Text shown:

Content starts

New York to build eight temporary hospitals, braces for surge in patients, Cuomo says

By Nathan Layne and Maria Caspani

(Reuters) – New York plans to build eight temporary hospitals to meet an expected surge in coronavirus patients, Governor Andrew Cuomo said on Friday, and the state estimates that demand for hospital capacity will peak in three weeks.

Cuomo also took an apparent swipe at U.S. President Donald Trump’s claim that New York was exaggerating its needs for resources to fight the outbreak and did not really need the 30,000 ventilators it has sought from the federal government.

“Everybody’s entitled to their own opinion, but I don’t operate here on opinion,” the governor told reporters at a news conference. “I operate on facts and on data and on numbers and on projections.”

Cuomo, speaking against a backdrop of makeshift hospital beds at the Jacob K. Javits Convention Center in Manhattan, also said schools should remain closed for another two weeks until April 15th.

The governor has become a leading national voice on the coronavirus pandemic as the state has accounted for roughly one-third of the national death toll and half the known number of cases.

Content ends

Work order A:
In the news report on New York's temporary hospitals, why does the state plan to build eight of them?
Work order B:
Continue the news report on New York's coronavirus response from its last sentence.

Data provided:
Content starts

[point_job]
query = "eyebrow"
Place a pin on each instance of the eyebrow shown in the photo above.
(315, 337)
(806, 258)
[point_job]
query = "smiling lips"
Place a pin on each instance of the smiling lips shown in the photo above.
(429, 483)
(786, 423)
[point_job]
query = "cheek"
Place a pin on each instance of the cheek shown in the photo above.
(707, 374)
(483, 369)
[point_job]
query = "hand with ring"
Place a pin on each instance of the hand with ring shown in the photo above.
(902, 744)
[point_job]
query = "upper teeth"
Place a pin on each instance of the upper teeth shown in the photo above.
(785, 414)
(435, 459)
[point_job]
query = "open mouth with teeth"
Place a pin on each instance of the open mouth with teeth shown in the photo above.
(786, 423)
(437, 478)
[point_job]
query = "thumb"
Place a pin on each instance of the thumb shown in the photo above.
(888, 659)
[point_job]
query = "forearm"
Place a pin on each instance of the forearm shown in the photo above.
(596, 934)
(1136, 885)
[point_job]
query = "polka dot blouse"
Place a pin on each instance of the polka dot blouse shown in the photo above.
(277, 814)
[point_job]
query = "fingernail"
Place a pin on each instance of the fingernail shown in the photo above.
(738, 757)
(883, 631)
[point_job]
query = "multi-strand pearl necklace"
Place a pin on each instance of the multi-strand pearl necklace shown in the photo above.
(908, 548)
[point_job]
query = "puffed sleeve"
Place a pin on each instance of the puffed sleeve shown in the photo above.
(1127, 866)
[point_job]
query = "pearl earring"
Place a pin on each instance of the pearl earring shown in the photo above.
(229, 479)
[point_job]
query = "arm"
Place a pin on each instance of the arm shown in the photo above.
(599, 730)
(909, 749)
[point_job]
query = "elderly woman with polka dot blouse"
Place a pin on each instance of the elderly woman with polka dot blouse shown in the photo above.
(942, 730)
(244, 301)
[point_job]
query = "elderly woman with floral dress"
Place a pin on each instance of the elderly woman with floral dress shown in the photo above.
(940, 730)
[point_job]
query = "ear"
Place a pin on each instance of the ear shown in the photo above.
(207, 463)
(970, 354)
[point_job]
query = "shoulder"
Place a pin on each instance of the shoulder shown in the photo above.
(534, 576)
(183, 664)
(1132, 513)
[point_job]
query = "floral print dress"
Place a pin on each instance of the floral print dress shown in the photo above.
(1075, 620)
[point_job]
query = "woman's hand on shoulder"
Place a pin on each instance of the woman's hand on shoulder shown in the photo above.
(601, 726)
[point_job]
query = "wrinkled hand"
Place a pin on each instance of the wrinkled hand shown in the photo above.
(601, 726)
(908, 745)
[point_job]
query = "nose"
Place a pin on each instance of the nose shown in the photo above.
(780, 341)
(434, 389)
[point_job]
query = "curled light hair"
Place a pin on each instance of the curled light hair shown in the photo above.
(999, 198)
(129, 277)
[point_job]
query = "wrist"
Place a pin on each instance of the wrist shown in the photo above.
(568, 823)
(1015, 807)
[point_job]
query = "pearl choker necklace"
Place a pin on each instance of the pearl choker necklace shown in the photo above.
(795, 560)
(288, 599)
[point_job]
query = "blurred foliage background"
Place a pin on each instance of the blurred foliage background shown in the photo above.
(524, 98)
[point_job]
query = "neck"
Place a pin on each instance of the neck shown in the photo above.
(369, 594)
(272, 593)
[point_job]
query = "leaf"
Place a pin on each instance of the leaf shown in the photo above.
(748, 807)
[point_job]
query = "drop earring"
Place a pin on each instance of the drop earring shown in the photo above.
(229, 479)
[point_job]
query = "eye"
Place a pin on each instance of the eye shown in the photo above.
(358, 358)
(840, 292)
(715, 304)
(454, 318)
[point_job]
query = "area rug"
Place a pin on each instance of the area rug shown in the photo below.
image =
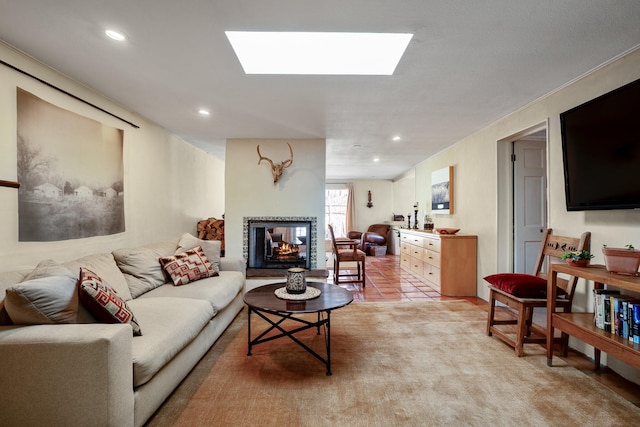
(406, 363)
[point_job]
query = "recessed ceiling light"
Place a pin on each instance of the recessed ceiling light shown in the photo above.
(115, 35)
(313, 53)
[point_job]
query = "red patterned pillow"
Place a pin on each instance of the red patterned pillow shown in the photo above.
(521, 285)
(188, 266)
(103, 301)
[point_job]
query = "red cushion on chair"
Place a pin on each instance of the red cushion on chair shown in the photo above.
(521, 285)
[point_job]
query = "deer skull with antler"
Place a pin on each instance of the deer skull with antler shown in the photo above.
(276, 170)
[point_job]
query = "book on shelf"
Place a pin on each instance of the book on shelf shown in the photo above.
(635, 325)
(599, 296)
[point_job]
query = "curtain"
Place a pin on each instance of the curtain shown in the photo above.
(350, 220)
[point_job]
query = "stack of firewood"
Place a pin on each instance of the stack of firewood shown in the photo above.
(212, 229)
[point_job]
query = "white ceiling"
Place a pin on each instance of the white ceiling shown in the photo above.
(469, 63)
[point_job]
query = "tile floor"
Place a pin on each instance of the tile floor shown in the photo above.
(386, 281)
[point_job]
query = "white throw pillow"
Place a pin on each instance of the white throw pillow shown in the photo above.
(46, 300)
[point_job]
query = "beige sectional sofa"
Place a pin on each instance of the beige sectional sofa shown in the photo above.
(97, 374)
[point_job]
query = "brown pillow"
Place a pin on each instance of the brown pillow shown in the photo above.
(103, 301)
(188, 266)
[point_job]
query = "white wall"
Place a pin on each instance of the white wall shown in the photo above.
(381, 197)
(250, 190)
(404, 196)
(169, 184)
(476, 175)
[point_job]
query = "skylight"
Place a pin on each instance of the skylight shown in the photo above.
(318, 53)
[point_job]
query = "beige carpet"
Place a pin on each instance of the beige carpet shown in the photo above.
(409, 364)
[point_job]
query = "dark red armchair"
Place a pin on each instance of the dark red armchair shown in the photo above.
(376, 235)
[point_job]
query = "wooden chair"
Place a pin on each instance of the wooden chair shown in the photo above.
(346, 250)
(524, 292)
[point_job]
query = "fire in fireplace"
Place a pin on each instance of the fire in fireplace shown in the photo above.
(278, 244)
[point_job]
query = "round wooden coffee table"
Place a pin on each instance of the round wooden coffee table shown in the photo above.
(262, 301)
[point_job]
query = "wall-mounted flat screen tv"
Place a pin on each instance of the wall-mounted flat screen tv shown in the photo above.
(601, 151)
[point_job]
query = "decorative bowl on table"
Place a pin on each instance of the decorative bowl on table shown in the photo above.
(447, 230)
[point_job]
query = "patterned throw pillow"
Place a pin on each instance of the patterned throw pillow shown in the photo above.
(103, 301)
(188, 266)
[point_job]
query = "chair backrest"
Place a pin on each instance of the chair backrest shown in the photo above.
(382, 229)
(333, 239)
(551, 249)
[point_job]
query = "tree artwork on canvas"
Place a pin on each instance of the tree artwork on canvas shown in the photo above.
(71, 173)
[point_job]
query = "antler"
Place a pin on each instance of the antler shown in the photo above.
(276, 170)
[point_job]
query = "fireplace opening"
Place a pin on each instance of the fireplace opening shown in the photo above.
(278, 244)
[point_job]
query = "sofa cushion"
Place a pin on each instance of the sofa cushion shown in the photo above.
(103, 301)
(143, 264)
(46, 300)
(188, 266)
(104, 265)
(211, 248)
(219, 291)
(169, 325)
(48, 268)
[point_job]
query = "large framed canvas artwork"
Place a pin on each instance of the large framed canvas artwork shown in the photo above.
(442, 191)
(70, 170)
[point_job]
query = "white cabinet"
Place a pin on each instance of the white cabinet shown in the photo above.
(446, 263)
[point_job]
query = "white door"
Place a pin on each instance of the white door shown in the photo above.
(530, 202)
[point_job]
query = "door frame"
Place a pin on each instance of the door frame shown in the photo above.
(505, 215)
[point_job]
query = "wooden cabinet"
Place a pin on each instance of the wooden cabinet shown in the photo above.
(581, 325)
(446, 263)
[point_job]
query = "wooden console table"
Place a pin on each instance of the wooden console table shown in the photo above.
(582, 325)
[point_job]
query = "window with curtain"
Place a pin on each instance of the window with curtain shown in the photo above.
(335, 212)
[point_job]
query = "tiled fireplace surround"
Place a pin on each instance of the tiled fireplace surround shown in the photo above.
(313, 241)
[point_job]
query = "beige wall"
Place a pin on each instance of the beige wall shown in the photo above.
(169, 184)
(477, 180)
(250, 190)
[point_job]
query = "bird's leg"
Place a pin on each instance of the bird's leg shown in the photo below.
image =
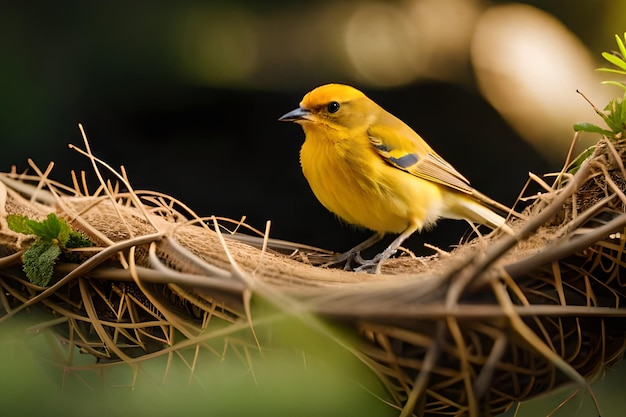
(378, 260)
(348, 256)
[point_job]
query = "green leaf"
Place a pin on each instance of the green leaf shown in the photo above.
(575, 165)
(39, 262)
(618, 84)
(620, 44)
(615, 60)
(19, 224)
(78, 240)
(591, 128)
(52, 229)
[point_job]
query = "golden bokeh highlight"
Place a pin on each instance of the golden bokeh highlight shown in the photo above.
(528, 65)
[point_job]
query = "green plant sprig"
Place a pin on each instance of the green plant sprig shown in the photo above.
(614, 114)
(53, 236)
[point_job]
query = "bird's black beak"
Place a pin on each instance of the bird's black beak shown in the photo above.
(295, 115)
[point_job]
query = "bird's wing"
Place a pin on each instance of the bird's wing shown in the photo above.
(414, 156)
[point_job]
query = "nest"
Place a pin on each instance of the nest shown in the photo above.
(495, 322)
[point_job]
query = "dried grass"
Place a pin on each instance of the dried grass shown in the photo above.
(498, 320)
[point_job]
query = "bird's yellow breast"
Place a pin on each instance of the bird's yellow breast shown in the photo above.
(352, 181)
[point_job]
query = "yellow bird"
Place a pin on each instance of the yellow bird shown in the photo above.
(372, 170)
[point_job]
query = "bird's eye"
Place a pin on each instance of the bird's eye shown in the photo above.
(333, 107)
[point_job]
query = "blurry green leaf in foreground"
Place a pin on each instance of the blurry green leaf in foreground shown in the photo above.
(299, 372)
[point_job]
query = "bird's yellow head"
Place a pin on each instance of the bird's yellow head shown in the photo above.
(333, 106)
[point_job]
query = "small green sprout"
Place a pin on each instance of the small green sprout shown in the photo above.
(53, 235)
(614, 114)
(616, 58)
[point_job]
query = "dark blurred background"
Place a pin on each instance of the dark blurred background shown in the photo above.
(186, 95)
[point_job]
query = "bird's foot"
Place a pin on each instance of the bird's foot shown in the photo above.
(374, 265)
(345, 258)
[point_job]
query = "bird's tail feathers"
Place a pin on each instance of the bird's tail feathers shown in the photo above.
(475, 211)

Content ends

Task response A:
New York plans to build the eight temporary hospitals to meet an expected surge in coronavirus patients. The state estimates that demand for hospital capacity will peak in three weeks.

Task response B:
Cuomo said 44,635 people have tested positive in New York, up about 7,400 from Thursday, and that 519 New Yorkers have died from the virus, up from the previous day’s total of 385 deaths.

“We are battling a deadly virus,” Cuomo said. “It’s the worst news but it’s not unexpected news either.”

Cuomo said the state was seeking to build another four temporary makeshift hospitals to add an additional 4,000 beds, which he called part of a plan B to try to make up for a shortage of medical resources. Cuomo said he was going to ask the White House to grant the request to build those additional resources.

Cuomo reiterated the state’s goal to get to 140,000 hospital bed capacity from the current 53,000 available.

He said that hospitalizations are increasing at a rate at which they double every four days, compared with three days last week. He said he believed there was a correlation between social distancing measures and the improved rate.